*Provided text*
'''

In most cases, undue hardship is determined be conducting a Brunner Test. It is composed of three key elements. First, the borrower needs to prove that it is impossible to maintain a basic standard of living while paying off the loan. Second, this extreme hardship must continue for the majority of the repayment period, not just a small potion of it. And finally, the borrower must show he or she tried in good faith to repay the student loan debt, usually by way of an income-based repayment plan. This Test looks at the future of the debtor in order to determine whether or not it is truly “hopeless” for that person to repay the debt.
In most successful discharge decisions, the case involves a permanent mental or physical disability. However, a complicated health issue is not required to discharge student loan debt. In fact, it seems that too few borrowers in trouble are trying to discharge their loans after filing for bankruptcy. According to the same article, “around 40 percent of student borrowers in bankruptcy who filed for a student loan discharge were successful, according to a 2012 paper published by Iuliano in the American Bankruptcy Law Journal. But only around 1 percent of student borrowers who filed for bankruptcy took legal action to discharge their student debt.”

'''

*Listed records*

'''

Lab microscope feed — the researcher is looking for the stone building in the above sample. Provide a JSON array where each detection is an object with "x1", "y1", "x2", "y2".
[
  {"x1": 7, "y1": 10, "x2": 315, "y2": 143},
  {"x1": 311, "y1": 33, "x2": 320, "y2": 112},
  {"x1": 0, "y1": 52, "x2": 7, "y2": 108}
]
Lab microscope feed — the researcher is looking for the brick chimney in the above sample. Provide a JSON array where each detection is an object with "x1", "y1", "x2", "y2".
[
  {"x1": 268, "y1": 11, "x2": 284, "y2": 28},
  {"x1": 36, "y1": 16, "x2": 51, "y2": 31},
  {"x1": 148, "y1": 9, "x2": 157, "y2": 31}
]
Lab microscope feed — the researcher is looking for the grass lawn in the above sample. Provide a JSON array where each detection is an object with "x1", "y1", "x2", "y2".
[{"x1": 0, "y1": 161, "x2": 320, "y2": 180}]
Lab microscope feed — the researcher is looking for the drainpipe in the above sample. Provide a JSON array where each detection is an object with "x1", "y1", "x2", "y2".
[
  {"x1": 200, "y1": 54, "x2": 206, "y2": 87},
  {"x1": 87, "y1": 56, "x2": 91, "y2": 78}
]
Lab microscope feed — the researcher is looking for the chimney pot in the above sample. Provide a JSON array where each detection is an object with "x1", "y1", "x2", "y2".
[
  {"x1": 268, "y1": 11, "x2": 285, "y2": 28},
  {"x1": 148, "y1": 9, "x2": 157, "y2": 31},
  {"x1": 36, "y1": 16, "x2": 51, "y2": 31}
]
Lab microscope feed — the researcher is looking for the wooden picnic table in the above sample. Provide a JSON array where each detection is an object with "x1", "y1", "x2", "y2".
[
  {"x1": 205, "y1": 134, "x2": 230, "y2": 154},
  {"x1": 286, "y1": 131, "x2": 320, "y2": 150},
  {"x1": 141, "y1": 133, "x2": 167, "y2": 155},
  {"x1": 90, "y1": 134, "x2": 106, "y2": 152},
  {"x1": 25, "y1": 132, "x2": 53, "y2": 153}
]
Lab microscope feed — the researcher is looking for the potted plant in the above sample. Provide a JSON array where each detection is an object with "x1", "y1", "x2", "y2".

'''

*Your task*
Finish out the next part of the passage on discharging student loan debt in bankruptcy, starting after its final sentence. The records were drawn from a separate source and have no connection to the text.

*Task output*
The stigma and uncertainty surrounding student loan debt have put up a wall between individuals in crisis and the prospect of filing for bankruptcy. There is a lot of misinformation about dealing with federal loans versus student loans, fear of high court costs, and ambivalence about discharging a smaller loan totalling a few thousand dollars. But small debt discharges can be more successful, and discharging student loan debt in general can significantly impact a person’s life for the better.